— START OF EXTRACT PROVIDED —
However, the Millonarios fans were not left without anything to celebrate, as the club won the 2011 Copa Colombia with a great run that included a first-place finish in their group, a comeback win against Deportes Tolima in the quarter finals, and then a 4–1 away win against Junior in the semi-finals, before topping it off by winning both games against Boyacá Chicó in the finals, clinching a spot in the 2012 Copa Sudamericana while also ending a 23-year title drought.

In June 2012, it was confirmed that Hernán Torres would be the new coach after a poor Apertura campaign where the club missed out on the playoffs. In Copa Sudamericana, the team was highly successful, reaching the semi-finals after eliminating Brazilian powerhouses Palmeiras and Grêmio, with Millonarios having lost the first legs both times but made comebacks, and they were eventually eliminated on away goals by the runner-up, Argentine club Tigre. This came as a relief after an embarrassing 8–0 defeat to Real Madrid in a friendly match in September to honor Alfredo Di Stéfano.

Despite the Copa Sudamericana elimination and the heavy defeat to Real Madrid, the team had a great performance in the 2012 Finalización, qualifying to the play-offs as the best team of the campaign. After a very difficult series of matches, the team finished the playoffs with ten points, equal with Deportivo Pasto, but reached the finals on better goal difference, which were to be played against Independiente Medellín. The first leg was played at Estadio Atanasio Girardot in Medellín, and ended in a 0–0 tie. The second leg was played on 16 December 2012 in Bogotá, and ended in a 1–1 draw, sending the match to a penalty shootout, where goalkeeper Luis Delgado managed to save a penalty and help his team win the shootout 5–4, as well as helping Millonarios win its fourteenth championship, their first league title in about 24 years.

Millonarios posing prior to the first leg of the 2017 Finalización final against Santa Fe.

As the 2012 Finalización champion, Millonarios qualified to the 2013 Copa Libertadores group stage, where it had a poor performance. They finished last in their group, with only one win and five losses.[13]

In the 2017 Finalización, Millonarios achieved their fifteenth league title after defeating Santa Fe in a final that saw two goals at the end of the second half. Said final ended with a tie, that concluded an aggregate 3–2 win over their crosstown rivals. That league championship was immediately followed with their first Superliga Colombiana title, defeating Atlético Nacional over two legs to win the 2018 edition of the competition. The manager in both titles was Argentine Miguel Ángel Russo.
— END OF EXTRACT PROVIDED —
THINGS TO DO:
• a. Using the Millonarios club history, say whether each statement agrees with it, answering yes or no and quoting the words that settle it: (i) Millonarios beat Junior 4–1 at home in the 2011 Copa Colombia semi-finals. (ii) The second leg of the 2012 Finalización final was played in Bogotá. (iii) Millonarios finished last in their 2013 Copa Libertadores group.
• b. Write the next part of the Millonarios club history, picking up after its last sentence.
The data that comes after this passage has nothing to do with it.
— START OF DATA EXTRACT —
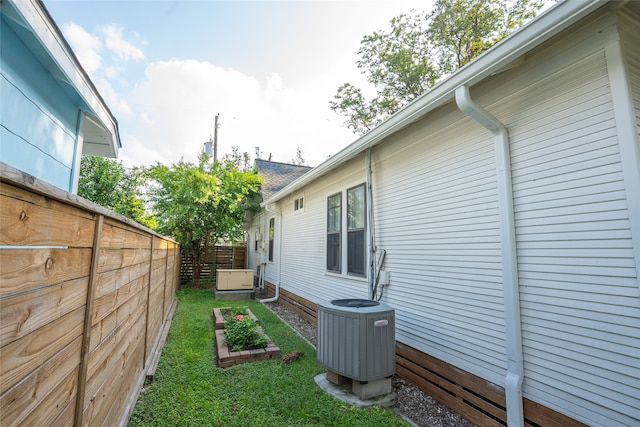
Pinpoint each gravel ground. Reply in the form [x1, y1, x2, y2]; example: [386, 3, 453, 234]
[265, 302, 474, 427]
— END OF DATA EXTRACT —
ANSWERS BELOW:
• a.
(i) No: "a 4–1 away win against Junior in the semi-finals"
(ii) Yes: "The second leg was played on 16 December 2012 in Bogotá"
(iii) Yes: "They finished last in their group, with only one win and five losses."

• b.
2020s: The Alberto Gamero era edit

After a 2019 league campaign that saw Millonarios top the first stage of the Apertura tournament but ultimately miss out on the final series and later fail to qualify for the Finalización semi-finals, manager Jorge Luis Pinto resigned and was replaced by former player Alberto Gamero for the 2020 season.[14] Millonarios's first season under Gamero did not bring the expected results, as the team failed to advance to the knockout stage of the league and had to win a tournament involving the eliminated sides in order to get a chance to qualify for the 2021 Copa Sudamericana. Although they managed to win the consolation tournament, they missed out on Copa Sudamericana qualification after losing the playoff to Deportivo Cali.[15]

In 2021, things for Gamero and Millonarios significantly improved despite not being able to win the title. In the 2021 Apertura, Millonarios defeated América de Cali and Junior on their way to the finals, where they were beaten by Deportes Tolima,[16] and in the Finalización tournament they placed second in their semi-final group, once again behind Deportes Tolima. Although in the 2022 season Millonarios failed to make it to the finals of both tournaments of the season despite being heavy favourites, in that year they won their first title with Gamero as manager, defeating Junior in the Copa Colombia finals.[17]

Millonarios's sixteenth league title came in the 2023 Apertura tournament, placing second in the first stage with 38 points in 20 matches and winning their semi-final group where they played América de Cali, Boyacá Chicó, and Independiente Medellín. With Atlético Nacional as their rival for the finals, and after draws in both legs of the series (0–0 in Medellín and 1–1 in Bogotá), Millonarios won the ensuing penalty shootout by a 3–2 score to claim the league championship.[18]

Rivalries edit

Millonarios has forged many rivalries with several teams from the league, most notably with local rivals Independiente Santa Fe. This derby is popularly called El Clásico Capitalino (The Capital Classic). It is the only local derby that has been played every season since the beginning of Colombian professional football in 1948. On September 16, 2007, Millonarios completed 100 victories in their Bogotá derby clashes against Santa Fe in the 248th derby match, which ended in a 1–0 victory. The goal was scored by Gerardo Bedoya. Currently, the number of wins for Millonarios is 125 against 90 for Santa Fe.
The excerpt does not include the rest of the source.